DIRECTIVE:
Summarize the court opinion excerpt in two sentences.

DOCUMENT EXCERPT:
* * * *

Secretary of Administration and Finance v. Attorney General

Citation326 N.E.2d 334,367 Mass. 154
Decision Date20 March 1975
CourtUnited States State Supreme Judicial Court of Massachusetts Supreme Court

William G. Young, Boston, Chief Legal Counsel to the Governor (Henry Clay, Boxford, Alexander H. Pratt, Jr., and Robert F. Oberkoetter, Boston, with him) for plaintiff.

Kenneth H. Zimble, Boston (Joel Z. Eigerman, Boston, with him) for the Trustees of the Stigmatine Fathers, Inc.

Robert H. Quinn, Atty. Gen., pro se.


TAURO, Chief Justice.

The plaintiff commenced this action against the Attorney General before a single justice of this court seeking a declaration that, when the Attorney General is representing the Secretary of Administration and Finance and Commissioner of Administration (Secretary) in a civil action, he is required, at the Governor's request, either to pursue an appeal or to appoint a special assistant attorney general, to be paid by the Secretary, to do so. The Secretary, joining The Trustees of the Stigmatine Fathers, Inc. (Trustees) as a party defendant pursuant to G.L. c. 231A, § 8 also sought an order extending the time for filing a notice of appeal, pursuant to Rule 65(a), of the Massachusetts Rules of Civil Procedure, --- Mass. --- (1974), and Rule 14(b) of the Massachusetts Rules of Appellate Procedure, --- Mass. --- (1974), in the related action described below. After a hearing, the single justice ordered that the time for filing a notice of appeal in the related action be extended until further order of the court, and, on request of the parties, reported the matter to this court for determination.

* * * *

SUPPLIED DATA:
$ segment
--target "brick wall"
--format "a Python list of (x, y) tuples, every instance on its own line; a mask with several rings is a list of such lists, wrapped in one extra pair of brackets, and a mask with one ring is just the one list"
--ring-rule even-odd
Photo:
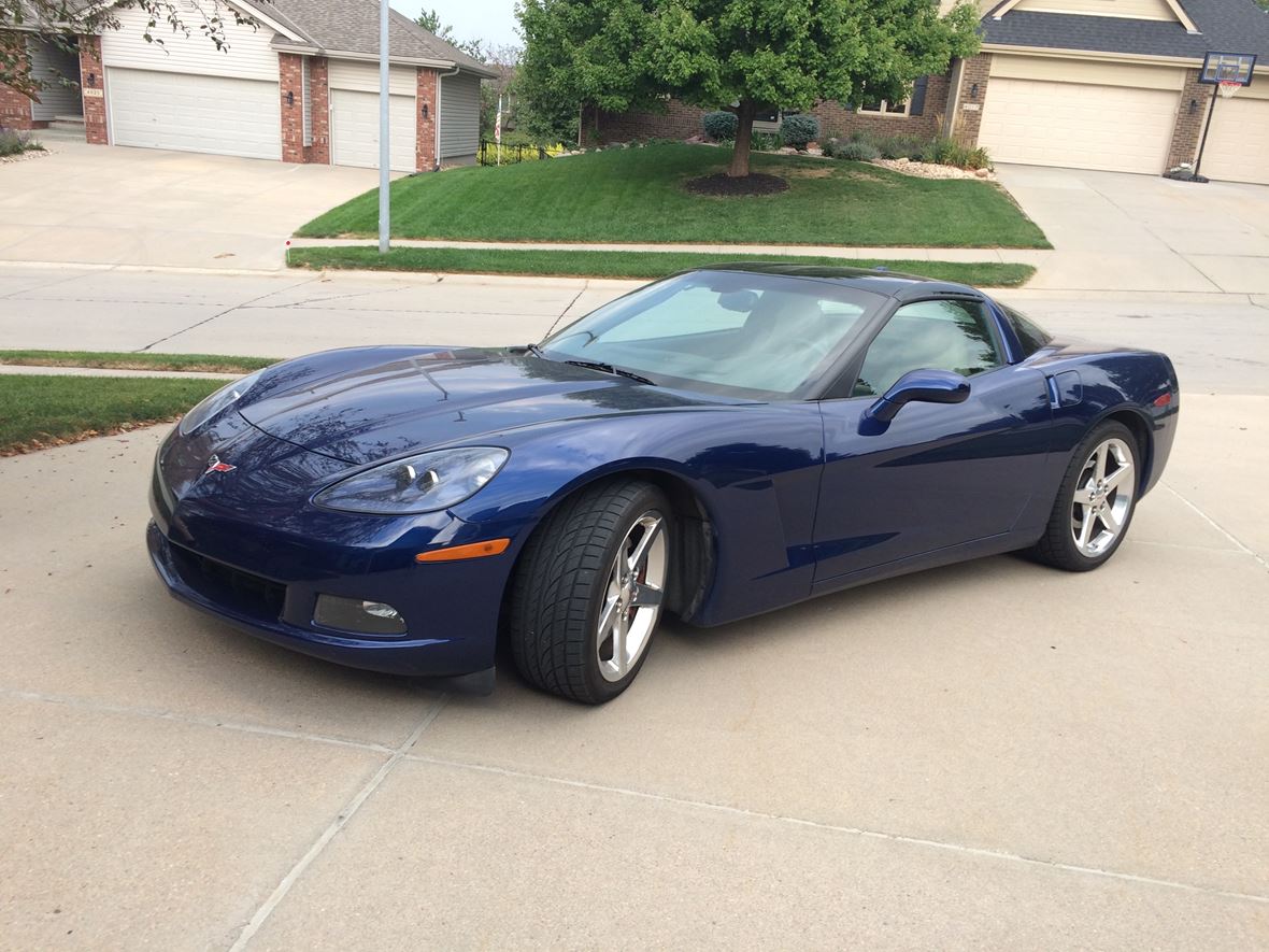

* * * *

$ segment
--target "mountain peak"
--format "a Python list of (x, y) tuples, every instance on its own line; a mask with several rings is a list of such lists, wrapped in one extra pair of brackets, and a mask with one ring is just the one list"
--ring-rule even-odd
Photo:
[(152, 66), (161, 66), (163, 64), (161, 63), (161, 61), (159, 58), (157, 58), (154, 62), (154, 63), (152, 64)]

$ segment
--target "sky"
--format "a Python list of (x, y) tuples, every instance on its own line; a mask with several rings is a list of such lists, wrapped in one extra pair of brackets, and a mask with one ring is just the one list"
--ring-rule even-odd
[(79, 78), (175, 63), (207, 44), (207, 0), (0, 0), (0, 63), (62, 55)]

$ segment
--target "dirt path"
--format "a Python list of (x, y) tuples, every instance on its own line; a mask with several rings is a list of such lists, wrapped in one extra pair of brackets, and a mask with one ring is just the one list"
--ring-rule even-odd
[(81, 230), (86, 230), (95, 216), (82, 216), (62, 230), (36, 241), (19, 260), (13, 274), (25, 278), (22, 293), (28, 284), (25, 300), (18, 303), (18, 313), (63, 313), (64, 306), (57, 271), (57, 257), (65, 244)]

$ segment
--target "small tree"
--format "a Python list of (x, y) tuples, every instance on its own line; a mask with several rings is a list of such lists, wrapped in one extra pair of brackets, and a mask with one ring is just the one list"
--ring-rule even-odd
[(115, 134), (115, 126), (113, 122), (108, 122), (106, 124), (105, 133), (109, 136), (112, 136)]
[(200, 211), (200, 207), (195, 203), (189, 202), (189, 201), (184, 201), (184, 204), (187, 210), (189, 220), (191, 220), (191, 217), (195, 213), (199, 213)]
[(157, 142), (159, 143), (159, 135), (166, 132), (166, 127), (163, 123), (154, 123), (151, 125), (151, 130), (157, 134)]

* * * *

EXERCISE RESULT:
The Secretary of Administration and Finance sued the Attorney General, asking the court to declare that when he represents the Secretary in a civil action, he must do one of two things if the Governor asks: pursue an appeal himself or appoint a special assistant attorney general, paid by the Secretary, to do it. After a hearing, a single justice extended the time to file a notice of appeal in a related action until further order of the court and, at the parties' request, reported the matter to the full court for decision.